◆ TASK DESCRIPTION ◆
Copy out each line of the data that holds the string "circular".

◆ DATA FOR THE TASK ◆
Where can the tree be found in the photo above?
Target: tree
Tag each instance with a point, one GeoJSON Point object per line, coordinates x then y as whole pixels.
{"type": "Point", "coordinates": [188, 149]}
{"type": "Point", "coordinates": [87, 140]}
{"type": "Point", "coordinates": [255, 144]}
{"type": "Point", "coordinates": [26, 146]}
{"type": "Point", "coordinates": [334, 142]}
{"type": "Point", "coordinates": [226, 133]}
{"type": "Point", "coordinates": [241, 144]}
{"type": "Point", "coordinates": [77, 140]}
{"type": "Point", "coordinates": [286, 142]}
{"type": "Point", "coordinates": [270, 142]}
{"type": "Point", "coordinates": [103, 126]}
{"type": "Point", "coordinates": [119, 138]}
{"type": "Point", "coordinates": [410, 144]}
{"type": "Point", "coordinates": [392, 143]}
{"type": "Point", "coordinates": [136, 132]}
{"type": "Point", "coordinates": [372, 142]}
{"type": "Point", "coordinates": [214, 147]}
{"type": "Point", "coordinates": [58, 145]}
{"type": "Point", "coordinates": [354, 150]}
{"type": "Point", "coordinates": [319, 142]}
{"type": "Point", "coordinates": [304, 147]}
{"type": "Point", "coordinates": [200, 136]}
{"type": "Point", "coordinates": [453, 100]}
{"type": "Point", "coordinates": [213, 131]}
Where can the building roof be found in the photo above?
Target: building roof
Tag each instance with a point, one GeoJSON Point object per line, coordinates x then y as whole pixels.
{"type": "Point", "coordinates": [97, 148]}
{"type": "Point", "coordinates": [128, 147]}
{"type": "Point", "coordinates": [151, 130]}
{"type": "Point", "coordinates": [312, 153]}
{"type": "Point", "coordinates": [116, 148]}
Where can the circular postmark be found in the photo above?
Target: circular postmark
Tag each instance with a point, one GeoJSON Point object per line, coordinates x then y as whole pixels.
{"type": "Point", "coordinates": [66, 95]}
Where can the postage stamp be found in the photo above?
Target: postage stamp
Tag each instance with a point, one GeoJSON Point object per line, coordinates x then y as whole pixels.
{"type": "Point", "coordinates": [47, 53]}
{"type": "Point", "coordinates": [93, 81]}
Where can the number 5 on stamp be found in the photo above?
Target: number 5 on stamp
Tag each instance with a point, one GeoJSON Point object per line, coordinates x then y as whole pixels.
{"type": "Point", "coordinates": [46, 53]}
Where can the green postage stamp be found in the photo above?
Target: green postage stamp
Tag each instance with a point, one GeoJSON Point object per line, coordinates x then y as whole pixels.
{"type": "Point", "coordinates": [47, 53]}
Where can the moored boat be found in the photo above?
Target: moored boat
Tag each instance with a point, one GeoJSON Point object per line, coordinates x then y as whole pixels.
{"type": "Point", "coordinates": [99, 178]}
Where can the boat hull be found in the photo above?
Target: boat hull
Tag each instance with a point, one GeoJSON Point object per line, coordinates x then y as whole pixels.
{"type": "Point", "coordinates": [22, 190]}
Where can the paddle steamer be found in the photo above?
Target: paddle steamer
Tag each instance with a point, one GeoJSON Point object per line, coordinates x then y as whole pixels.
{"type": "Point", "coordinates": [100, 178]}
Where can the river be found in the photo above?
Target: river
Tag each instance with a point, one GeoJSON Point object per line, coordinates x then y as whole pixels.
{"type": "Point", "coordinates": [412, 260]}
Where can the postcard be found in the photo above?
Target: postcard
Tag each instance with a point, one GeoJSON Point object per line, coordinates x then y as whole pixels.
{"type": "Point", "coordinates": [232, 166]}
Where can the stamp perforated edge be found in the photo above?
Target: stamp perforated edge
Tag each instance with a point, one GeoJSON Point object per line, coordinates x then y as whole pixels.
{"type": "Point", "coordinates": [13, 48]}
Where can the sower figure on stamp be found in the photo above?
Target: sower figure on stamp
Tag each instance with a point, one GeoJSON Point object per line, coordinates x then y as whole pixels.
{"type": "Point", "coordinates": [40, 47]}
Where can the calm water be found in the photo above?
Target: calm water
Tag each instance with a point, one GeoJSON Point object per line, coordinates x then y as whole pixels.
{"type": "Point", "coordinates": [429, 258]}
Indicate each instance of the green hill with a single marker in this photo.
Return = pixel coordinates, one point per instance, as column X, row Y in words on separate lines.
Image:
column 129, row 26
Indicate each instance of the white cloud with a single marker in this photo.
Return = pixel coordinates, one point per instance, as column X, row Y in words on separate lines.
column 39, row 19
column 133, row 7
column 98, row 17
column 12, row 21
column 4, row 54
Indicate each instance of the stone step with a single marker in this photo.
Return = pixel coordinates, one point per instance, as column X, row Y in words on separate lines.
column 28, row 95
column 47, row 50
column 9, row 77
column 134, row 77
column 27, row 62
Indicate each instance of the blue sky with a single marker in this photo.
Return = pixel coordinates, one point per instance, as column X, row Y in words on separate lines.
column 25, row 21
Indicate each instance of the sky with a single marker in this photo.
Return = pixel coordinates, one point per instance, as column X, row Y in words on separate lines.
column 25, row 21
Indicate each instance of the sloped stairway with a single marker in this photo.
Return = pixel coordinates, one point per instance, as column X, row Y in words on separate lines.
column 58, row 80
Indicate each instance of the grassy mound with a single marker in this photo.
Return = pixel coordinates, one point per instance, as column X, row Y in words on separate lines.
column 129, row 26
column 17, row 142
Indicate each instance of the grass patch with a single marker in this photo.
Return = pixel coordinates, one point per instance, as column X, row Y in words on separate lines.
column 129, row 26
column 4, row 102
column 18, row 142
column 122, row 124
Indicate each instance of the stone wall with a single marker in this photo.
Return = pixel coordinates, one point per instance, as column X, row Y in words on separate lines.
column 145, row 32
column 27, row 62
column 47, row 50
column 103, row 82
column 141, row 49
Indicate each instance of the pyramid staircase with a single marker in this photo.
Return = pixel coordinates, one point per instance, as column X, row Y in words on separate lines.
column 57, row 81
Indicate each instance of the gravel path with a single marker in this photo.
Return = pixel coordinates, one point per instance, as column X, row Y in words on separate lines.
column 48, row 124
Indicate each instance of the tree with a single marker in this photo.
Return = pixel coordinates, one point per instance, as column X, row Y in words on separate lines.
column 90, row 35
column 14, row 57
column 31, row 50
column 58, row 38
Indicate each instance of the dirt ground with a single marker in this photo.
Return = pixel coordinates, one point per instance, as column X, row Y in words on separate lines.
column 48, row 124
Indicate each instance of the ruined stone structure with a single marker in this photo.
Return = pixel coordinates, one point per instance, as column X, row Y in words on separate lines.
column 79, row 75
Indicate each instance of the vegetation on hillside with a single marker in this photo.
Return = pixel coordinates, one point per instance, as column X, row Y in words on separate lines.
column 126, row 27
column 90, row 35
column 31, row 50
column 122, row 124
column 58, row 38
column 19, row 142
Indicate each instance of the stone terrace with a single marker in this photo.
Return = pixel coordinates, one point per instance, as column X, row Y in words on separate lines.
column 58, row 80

◆ RESPONSE AREA ◆
Where can the circular postmark be found in the photo above?
Target: circular postmark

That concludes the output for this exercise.